### КОРОТКАЯ ЗАДАЧА 1
Чья игра в отрывке о спектакле «Гадибук» названа изумительной по совершенству?

### ФРАГМЕНТ ТЕКСТА
Достаточно сравнить впечатление от второго акта, представляющего некоторый вариант сцены старух из «Жизни Человека», с третьим, дающим журнальную — и притом художественно-стилизованную — картину того, как еврейские, верующие окружают своего равви, а как этот равви, со всею серьезностью религиозного убеждении, молится {300} и изгоняет дибука (игра Цемаха, — главным образом, внешние ее формы — изумительны по совершенству) — для того, чтобы читатель легко понял, в чем я вижу недостаток цельности постановки. Последняя картина убедительна своею серьезностью, утонченностью своего реализма в такой же мере, в какой вторая картина несерьезна, неубедительна и совершенно произвольна. Поскольку последняя картина проникнута тонким и благородным вкусом, настолько вторая обнаруживает вкус недостаточно чистый, какие-то, как выражался Пров Садовский в подобных случаях, — «это уже нарочно‑с»[ccclxviii].

И вот, в этих чередованиях высокого и дешевого, замечательно проникновенного и замечательно поверхностного, исключительно художественного и в высшей мере крикливого — заключается необыкновенная задача покойного Вахтангова. Он умер таким молодым, что, конечно, можно было ждать и надеяться, что с течением времени, он избавился бы от «дурной наследственности», ибо вот эта талантливая грубоватая бесстильность есть общая черта московской режиссерской традиции.

Ну, а еврейский театр и его работники показали, разумеется, и огромную трудоспособность, и выдающиеся данные. Об этом не может быть спора. Так играть, с такою тонкостью и четкостью, как это делает артистка, исполняющая главную роль, (я забыл ее фамилию), может только и очень даровитая, и очень чуткая актриса. Так слить два голоса в один, как делает она, — это чудо из чудес технического преодоления. Еврейский народ — старый, и в душе его крепко сплелись два враждующих вечных начала — неприятие мира и чувствительное поглощение его; мистицизм и практический ум: Сион — там и биржа — здесь. Эти два голоса всегда поют в еврейской душе. Весь «Гадибук» таков. И такова главная прелесть этого спектакля.

### ИСХОДНЫЕ ДАННЫЕ
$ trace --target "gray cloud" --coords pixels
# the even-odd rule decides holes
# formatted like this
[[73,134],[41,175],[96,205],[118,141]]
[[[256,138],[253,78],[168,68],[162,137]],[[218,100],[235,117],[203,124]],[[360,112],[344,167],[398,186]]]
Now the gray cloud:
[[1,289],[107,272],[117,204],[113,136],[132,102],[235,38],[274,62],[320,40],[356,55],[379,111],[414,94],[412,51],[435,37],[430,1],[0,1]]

### КОРОТКАЯ ЗАДАЧА 2
Перепишите весь листинг выше строка за строкой, ничего в нём не меняя.

### ПИСЬМЕННЫЙ ОТВЕТ 1
Игра Цемаха, главным образом её внешние формы.

### ПИСЬМЕННЫЙ ОТВЕТ 2
$ trace --target "gray cloud" --coords pixels
# the even-odd rule decides holes
# formatted like this
[[73,134],[41,175],[96,205],[118,141]]
[[[256,138],[253,78],[168,68],[162,137]],[[218,100],[235,117],[203,124]],[[360,112],[344,167],[398,186]]]
Now the gray cloud:
[[1,289],[107,272],[117,204],[113,136],[132,102],[235,38],[274,62],[320,40],[356,55],[379,111],[414,94],[412,51],[435,37],[430,1],[0,1]]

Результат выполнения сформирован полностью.